文本选段:
_ _ _ _ _
对于中国的环境问题的解决,政府无疑在其中发挥着举足轻重的作用,其政策走向总体呈现一个由橙色—浅绿—深绿的发展过程或趋势,即由过去一味谋发展经由环保与发展并进到更注重环境保护的过程。事实上,从我国1989年12月26日《中华人民共和国环境保护法》正式颁布以来,政府就积极参与各项环保事业,尤其以一个负责的大国姿态融入国际社会,就环境问题与世界各国展开友好合作与对话,取得可喜可贺的成绩,我国的环保态度和努力赢得了世界人民的肯定和嘉许。但毋庸讳言,我国环保事业将任重道远,它既具有国际共同的环境挑战,又兼具发展中国家特有的环境与发展的矛盾压力,更面临国内日益加剧的生态失衡和环境破坏的残酷现实。尽管如此,我们仍要迎难而上,实现一场艰难的转型,一次悲壮的突围,诚如潘岳所言,中国本来就是传统工业文明的迟到者,我们不能在生态文明的路上再次落后。
社会实践促使人的认识不断升华,十六届五中全会提出要建设资源节约型、环境友好型社会,党的十七大又明确提出建设生态文明,使生态文明观念在全社会牢固树立。党的十八大更是把生态文明提升至社会主义事业的总体布局之中。生态文明是指以人与自然、人与人、人与社会和谐共生、良性循环、全面发展、持续繁荣为基本核心的人类社会进步状态,即人类与自然的交往达到和谐状态时所取得的一切优秀成果。它包括生态意识文明、生态制度文明和生态行为文明三个方面。这是一种新的文明形态,是迄今为止人类文明发展的最高形态。生产发展、生活富裕、生态良好的文明发展道路体现了人们在处理人与自然关系问题上的一次质的飞跃,它已不是一种权宜之计,而本身就是发展的要素和目标,并与社会主义物质文明、精神文明、社会文明、政治文明并立作为社会主义建设的重要内容,是建设和谐社会理念在生态与经济发展方面的进一步升华。
_ _ _ _ _
数据摘录:
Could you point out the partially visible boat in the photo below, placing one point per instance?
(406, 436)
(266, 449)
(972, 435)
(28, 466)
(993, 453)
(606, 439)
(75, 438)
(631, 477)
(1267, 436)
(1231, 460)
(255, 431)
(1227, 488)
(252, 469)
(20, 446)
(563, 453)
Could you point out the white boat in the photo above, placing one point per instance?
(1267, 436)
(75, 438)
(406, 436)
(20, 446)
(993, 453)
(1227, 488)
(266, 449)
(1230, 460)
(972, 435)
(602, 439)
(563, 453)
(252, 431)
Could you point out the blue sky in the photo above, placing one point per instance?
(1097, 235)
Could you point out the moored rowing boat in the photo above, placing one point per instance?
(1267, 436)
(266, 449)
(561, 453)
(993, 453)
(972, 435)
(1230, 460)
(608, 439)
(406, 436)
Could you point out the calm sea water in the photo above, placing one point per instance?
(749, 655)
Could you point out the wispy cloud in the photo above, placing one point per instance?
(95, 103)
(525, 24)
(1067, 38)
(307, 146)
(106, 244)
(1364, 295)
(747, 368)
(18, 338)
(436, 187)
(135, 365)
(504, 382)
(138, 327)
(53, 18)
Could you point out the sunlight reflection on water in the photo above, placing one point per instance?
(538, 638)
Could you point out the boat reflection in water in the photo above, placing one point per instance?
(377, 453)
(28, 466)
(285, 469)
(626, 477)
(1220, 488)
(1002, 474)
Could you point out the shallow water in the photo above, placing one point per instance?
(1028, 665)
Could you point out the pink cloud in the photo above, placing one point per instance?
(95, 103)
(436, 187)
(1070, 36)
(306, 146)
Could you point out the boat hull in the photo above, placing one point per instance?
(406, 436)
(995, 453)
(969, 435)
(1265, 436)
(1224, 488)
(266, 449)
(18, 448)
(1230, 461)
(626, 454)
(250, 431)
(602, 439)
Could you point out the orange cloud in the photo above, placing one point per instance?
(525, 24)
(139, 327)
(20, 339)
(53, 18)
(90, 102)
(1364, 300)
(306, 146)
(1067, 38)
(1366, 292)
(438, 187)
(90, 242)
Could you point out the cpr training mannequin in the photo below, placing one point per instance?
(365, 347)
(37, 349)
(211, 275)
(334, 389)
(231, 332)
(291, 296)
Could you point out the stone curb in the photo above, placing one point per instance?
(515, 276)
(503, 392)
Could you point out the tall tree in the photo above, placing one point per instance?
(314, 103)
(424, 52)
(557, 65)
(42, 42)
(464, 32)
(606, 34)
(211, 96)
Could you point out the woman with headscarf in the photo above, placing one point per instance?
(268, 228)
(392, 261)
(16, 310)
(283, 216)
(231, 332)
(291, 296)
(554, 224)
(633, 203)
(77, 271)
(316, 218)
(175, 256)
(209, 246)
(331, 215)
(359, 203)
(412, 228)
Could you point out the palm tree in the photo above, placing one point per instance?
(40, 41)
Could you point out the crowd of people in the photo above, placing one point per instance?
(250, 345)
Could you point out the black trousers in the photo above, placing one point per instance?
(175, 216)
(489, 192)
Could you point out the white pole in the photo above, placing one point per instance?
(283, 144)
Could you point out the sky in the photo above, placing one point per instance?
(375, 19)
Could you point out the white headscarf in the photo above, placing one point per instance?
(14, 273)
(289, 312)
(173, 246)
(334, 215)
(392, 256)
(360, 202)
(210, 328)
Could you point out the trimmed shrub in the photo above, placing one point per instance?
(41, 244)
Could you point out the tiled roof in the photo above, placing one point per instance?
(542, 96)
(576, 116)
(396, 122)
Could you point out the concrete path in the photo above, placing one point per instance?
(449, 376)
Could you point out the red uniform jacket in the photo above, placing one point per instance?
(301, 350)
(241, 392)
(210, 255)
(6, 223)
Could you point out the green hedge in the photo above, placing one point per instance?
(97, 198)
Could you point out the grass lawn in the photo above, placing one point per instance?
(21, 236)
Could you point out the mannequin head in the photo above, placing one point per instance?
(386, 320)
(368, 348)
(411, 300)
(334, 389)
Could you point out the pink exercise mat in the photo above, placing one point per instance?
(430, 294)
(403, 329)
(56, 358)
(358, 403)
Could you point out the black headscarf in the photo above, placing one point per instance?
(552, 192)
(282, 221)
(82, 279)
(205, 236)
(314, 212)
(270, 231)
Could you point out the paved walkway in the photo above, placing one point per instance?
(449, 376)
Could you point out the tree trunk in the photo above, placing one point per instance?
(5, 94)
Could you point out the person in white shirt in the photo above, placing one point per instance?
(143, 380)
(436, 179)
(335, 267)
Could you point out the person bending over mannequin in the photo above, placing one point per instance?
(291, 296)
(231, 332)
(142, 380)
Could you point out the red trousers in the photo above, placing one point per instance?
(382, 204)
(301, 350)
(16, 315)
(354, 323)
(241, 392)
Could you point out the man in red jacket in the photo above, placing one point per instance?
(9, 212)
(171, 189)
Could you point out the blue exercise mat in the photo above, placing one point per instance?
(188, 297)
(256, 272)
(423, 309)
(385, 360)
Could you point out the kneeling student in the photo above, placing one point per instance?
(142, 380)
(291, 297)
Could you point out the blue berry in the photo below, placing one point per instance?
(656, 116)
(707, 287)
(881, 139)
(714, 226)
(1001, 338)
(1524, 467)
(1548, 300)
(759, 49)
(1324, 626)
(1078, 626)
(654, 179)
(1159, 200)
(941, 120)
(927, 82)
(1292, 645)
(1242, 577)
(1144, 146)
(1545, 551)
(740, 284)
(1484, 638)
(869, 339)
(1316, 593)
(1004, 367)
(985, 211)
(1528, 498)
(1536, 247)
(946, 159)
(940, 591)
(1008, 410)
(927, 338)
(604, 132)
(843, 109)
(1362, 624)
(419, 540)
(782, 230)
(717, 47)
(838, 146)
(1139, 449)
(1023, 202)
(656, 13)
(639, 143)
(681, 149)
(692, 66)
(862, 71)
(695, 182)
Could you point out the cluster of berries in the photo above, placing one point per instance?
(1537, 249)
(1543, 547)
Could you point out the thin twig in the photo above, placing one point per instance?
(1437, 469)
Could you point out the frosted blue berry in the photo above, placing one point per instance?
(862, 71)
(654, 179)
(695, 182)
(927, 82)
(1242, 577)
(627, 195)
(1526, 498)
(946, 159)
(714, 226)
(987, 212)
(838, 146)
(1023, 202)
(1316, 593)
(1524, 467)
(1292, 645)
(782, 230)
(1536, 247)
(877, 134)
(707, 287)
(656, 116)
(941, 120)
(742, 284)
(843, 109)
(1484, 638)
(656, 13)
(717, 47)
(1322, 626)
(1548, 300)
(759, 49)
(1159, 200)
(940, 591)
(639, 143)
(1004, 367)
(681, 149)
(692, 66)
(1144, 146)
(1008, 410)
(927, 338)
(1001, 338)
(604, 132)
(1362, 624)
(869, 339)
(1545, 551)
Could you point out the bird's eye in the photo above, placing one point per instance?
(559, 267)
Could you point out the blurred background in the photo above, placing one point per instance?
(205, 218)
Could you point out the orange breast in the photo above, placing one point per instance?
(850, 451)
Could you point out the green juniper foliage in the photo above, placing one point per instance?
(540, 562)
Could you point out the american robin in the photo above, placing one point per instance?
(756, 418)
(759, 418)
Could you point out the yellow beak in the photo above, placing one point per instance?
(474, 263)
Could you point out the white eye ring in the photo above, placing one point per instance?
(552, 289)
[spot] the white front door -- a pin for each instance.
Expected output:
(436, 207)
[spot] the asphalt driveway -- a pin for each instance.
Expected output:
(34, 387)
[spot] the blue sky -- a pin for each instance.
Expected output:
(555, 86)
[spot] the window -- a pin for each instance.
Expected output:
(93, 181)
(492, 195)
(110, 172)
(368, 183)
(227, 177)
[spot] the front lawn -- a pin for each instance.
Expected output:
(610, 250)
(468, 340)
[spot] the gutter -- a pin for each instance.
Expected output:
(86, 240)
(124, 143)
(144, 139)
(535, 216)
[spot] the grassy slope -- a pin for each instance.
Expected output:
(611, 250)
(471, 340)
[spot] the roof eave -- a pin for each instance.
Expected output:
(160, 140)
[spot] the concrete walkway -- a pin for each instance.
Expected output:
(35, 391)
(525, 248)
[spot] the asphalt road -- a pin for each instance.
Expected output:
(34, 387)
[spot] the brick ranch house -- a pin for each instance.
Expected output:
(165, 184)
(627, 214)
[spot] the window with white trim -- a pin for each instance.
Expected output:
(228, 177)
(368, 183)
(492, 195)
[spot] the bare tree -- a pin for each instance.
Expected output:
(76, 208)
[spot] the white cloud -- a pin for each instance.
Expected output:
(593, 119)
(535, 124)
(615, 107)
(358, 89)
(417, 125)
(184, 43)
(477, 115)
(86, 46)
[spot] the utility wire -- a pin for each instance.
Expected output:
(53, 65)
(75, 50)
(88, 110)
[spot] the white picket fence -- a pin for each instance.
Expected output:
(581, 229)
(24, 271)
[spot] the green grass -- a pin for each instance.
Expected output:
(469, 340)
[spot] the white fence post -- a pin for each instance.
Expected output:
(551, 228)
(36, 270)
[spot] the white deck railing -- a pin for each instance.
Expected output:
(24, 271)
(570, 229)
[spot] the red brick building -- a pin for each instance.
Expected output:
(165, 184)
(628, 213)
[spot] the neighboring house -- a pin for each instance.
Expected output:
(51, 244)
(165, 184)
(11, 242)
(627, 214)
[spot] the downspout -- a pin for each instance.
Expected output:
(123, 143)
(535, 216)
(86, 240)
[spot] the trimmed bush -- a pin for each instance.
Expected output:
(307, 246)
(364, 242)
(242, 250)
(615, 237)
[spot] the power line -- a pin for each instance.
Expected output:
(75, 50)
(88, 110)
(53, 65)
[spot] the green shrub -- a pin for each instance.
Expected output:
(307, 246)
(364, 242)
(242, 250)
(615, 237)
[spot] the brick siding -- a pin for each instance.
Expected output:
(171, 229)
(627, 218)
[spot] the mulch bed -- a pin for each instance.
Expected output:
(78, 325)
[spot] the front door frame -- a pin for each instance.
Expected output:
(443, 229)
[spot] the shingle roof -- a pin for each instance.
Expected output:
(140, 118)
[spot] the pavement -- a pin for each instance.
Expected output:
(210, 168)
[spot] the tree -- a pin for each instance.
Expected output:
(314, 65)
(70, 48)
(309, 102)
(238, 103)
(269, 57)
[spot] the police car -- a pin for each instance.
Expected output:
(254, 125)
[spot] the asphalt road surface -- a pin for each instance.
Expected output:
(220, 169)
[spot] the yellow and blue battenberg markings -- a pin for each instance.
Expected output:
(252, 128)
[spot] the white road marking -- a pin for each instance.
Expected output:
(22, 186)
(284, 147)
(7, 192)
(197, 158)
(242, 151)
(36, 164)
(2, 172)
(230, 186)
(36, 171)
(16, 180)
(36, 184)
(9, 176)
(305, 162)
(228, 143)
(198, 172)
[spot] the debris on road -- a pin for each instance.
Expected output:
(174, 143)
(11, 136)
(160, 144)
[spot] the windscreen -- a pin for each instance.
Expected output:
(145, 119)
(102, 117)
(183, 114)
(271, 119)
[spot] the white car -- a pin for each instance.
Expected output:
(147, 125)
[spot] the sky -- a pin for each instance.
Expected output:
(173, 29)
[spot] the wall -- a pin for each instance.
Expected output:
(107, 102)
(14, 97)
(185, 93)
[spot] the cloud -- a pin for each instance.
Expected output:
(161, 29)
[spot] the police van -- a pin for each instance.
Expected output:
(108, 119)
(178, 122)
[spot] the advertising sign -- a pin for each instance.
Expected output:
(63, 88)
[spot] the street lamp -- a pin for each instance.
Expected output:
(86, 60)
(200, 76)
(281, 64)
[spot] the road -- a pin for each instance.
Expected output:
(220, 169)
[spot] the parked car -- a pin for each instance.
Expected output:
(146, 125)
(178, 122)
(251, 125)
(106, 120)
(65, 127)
_ _ _ _ _
练习任务:
**1)** 根据关于中国环保与生态文明的文本选段,生态文明包括哪三个方面?
**2)** 请从关于中国环保与生态文明的文本选段的最后一句之后接着续写。

答案列表:
**1)** 生态意识文明、生态制度文明和生态行为文明。

**2)**
十七大以后,我国的环境保护在以下几方面有新的突破:一是产业结构的调整、经济发展方式的转变,真正落实又好又快的发展战略,彻底改变以前“高能耗、高物耗、高污染、低产出”的生产模式,从而为生态文明打下坚实的基础。资源节约、循环经济是解决问题的光明通道。二是主要污染物有效控制(工业污染),重点环保项目进一步强化(气候变化),责任制得到完善和落实(节能减排工作责任制),国际合作进一步加强。三是生态文明观念逐步在全社会牢固树立,环境教育和环境道德教育将得到前所未有的重视。在推进生态文明的进程中绿色将受到推崇:积极推广环保标志产品和绿色食品,建设绿色工厂、绿色学校、绿色社区,发展生态旅游……通过从生产到消费的全过程的绿色化,把人们带入绿色的世界,使环保行为自觉融入人们的日常生活中。这种生产方式、生活方式和消费模式将为我国的生态文明建设注入持久的内驱力。
全世界都意识到了中国面临着环境危机的挑战及其超越的希望。2005年6月,英国《自然》杂志推出探讨中国环境问题的封面文章《中国在世界中的地位》,作者写道:它(中国)庞大的人口和繁荣的经济意味着,与其他国家相比,中国的冲力将更加强劲。在过去20年,中国已经铸就了一个经济奇迹。我们希望,未来20年,中国也能造就一个环境奇迹,并且确立好例子让其他国家取得社会经济和环境的可持续发展。其结果不仅影响中国,更是整个世界。[233]
这不仅是世界的希望,也是中国的希望,如今,她正在为希望而奋斗!《南方周末》记者曾做过一个有意思的统计:从1999年至2009年十年间的中国政府工作报告,94处涉及环境保护、87处涉及生态、77处涉及节能、73处涉及环境污染、60处涉及经济增长方式。其中,环境保护、节能在2007年之后被提及的频率更高。[234]党的十八大专辟一章深刻论述生态文明是社会主义建设总体布局之一就是明证。这意味着什么?这说明:中国已经走出环境启蒙阶段,正在走向环境行动时代;中国政府不仅决心要成为经济大国,解决代内环境公正问题,而且决心着眼未来,要成为世界最大的绿色经济试验场,解决代际环境公正问题。